▽

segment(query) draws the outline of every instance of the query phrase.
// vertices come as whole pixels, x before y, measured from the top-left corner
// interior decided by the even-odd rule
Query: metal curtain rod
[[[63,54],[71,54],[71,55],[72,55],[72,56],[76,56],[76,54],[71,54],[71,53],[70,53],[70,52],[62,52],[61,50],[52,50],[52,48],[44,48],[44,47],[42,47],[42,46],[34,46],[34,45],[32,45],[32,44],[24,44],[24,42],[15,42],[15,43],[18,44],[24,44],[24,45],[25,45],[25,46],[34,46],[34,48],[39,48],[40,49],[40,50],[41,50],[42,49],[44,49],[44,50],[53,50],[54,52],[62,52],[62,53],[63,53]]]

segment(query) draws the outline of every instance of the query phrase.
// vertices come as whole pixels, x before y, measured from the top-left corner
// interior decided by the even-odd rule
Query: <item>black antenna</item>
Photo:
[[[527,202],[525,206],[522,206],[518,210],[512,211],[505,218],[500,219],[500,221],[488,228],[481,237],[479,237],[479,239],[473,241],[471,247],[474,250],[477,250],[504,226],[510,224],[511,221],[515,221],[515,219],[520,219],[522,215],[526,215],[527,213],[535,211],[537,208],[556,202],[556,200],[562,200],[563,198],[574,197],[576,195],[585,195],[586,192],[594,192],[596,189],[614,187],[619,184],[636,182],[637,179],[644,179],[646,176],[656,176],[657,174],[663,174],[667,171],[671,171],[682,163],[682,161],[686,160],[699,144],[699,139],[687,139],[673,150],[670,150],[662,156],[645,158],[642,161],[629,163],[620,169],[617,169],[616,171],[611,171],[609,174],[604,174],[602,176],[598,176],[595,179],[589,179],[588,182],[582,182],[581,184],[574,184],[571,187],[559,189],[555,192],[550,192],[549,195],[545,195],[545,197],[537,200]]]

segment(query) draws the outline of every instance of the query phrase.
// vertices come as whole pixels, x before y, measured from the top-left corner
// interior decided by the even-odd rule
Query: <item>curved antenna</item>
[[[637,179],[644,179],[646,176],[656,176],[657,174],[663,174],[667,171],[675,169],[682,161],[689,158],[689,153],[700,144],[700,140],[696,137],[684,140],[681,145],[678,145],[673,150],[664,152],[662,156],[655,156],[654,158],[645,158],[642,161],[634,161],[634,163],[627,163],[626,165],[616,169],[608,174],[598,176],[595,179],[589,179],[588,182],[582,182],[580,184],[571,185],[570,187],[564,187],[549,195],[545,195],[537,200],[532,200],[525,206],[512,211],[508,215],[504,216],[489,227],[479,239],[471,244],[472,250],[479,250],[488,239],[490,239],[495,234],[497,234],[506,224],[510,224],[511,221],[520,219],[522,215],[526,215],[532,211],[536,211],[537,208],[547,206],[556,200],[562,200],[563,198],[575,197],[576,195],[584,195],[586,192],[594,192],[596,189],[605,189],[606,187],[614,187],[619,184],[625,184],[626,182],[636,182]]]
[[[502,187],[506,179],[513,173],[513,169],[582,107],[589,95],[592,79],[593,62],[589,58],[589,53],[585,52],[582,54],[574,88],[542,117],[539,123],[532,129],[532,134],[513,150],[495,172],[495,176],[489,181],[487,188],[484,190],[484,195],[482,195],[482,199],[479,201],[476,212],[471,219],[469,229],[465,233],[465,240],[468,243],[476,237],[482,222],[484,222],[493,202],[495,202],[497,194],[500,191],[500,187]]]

△

Tâche: Recopiez l'ensemble des lignes ci-dessus, sans en modifier un seul caractère.

Résultat:
segment(query) draws the outline of every instance of the query phrase.
// vertices come as whole pixels, x before y, measured from the top-left corner
// interior decided by the even-odd rule
Query: metal curtain rod
[[[63,54],[71,54],[71,55],[72,55],[72,56],[76,56],[76,54],[71,54],[71,53],[70,53],[70,52],[62,52],[61,50],[52,50],[52,48],[44,48],[44,47],[42,47],[42,46],[34,46],[34,45],[32,45],[32,44],[24,44],[24,42],[15,42],[15,43],[18,44],[24,44],[24,45],[25,45],[25,46],[34,46],[34,48],[39,48],[40,49],[40,50],[41,50],[42,49],[44,49],[44,50],[53,50],[54,52],[62,52],[62,53],[63,53]]]

segment(query) draws the outline of every instance of the query phrase.
// vertices come as whole pixels, x before y, measured from the top-left corner
// interior decided by the even-odd rule
Query: <item>black antenna</item>
Photo:
[[[527,202],[525,206],[522,206],[518,210],[512,211],[505,218],[500,219],[500,221],[488,228],[481,237],[479,237],[479,239],[473,241],[471,247],[474,250],[477,250],[504,226],[510,224],[511,221],[515,221],[515,219],[520,219],[522,215],[526,215],[527,213],[535,211],[537,208],[556,202],[556,200],[562,200],[563,198],[574,197],[576,195],[585,195],[586,192],[594,192],[596,189],[614,187],[619,184],[636,182],[637,179],[644,179],[646,176],[656,176],[657,174],[663,174],[667,171],[671,171],[682,163],[682,161],[686,160],[699,144],[699,139],[687,139],[673,150],[670,150],[662,156],[645,158],[642,161],[629,163],[620,169],[617,169],[616,171],[611,171],[609,174],[604,174],[602,176],[598,176],[595,179],[589,179],[588,182],[582,182],[581,184],[574,184],[571,187],[559,189],[555,192],[550,192],[549,195],[545,195],[545,197],[537,200]]]

segment(query) draws the outline of every instance of the query phrase.
// vertices come as whole pixels, x before y, measured from the top-left corner
// interior decided by the even-odd rule
Query: <item>curved antenna</item>
[[[637,179],[644,179],[646,176],[656,176],[657,174],[663,174],[667,171],[675,169],[682,161],[689,158],[689,153],[700,144],[700,140],[696,137],[684,140],[681,145],[678,145],[673,150],[664,152],[662,156],[655,156],[654,158],[645,158],[642,161],[634,161],[634,163],[627,163],[626,165],[616,169],[608,174],[598,176],[595,179],[589,179],[588,182],[582,182],[580,184],[571,185],[570,187],[564,187],[549,195],[545,195],[537,200],[532,200],[525,206],[512,211],[508,215],[504,216],[489,227],[479,239],[471,244],[472,250],[479,250],[488,239],[490,239],[495,234],[497,234],[506,224],[510,224],[511,221],[520,219],[522,215],[526,215],[532,211],[536,211],[537,208],[547,206],[556,200],[562,200],[563,198],[575,197],[576,195],[584,195],[586,192],[594,192],[596,189],[605,189],[606,187],[614,187],[619,184],[625,184],[626,182],[636,182]]]
[[[502,187],[506,179],[513,173],[513,169],[582,107],[589,95],[592,79],[593,62],[589,58],[589,53],[585,52],[582,54],[574,88],[542,117],[539,123],[532,129],[532,134],[513,150],[495,172],[495,176],[489,181],[487,188],[484,190],[484,195],[482,195],[482,199],[479,201],[476,212],[471,219],[469,229],[465,233],[465,240],[468,243],[476,237],[482,222],[484,222],[493,202],[495,202],[497,194],[500,191],[500,187]]]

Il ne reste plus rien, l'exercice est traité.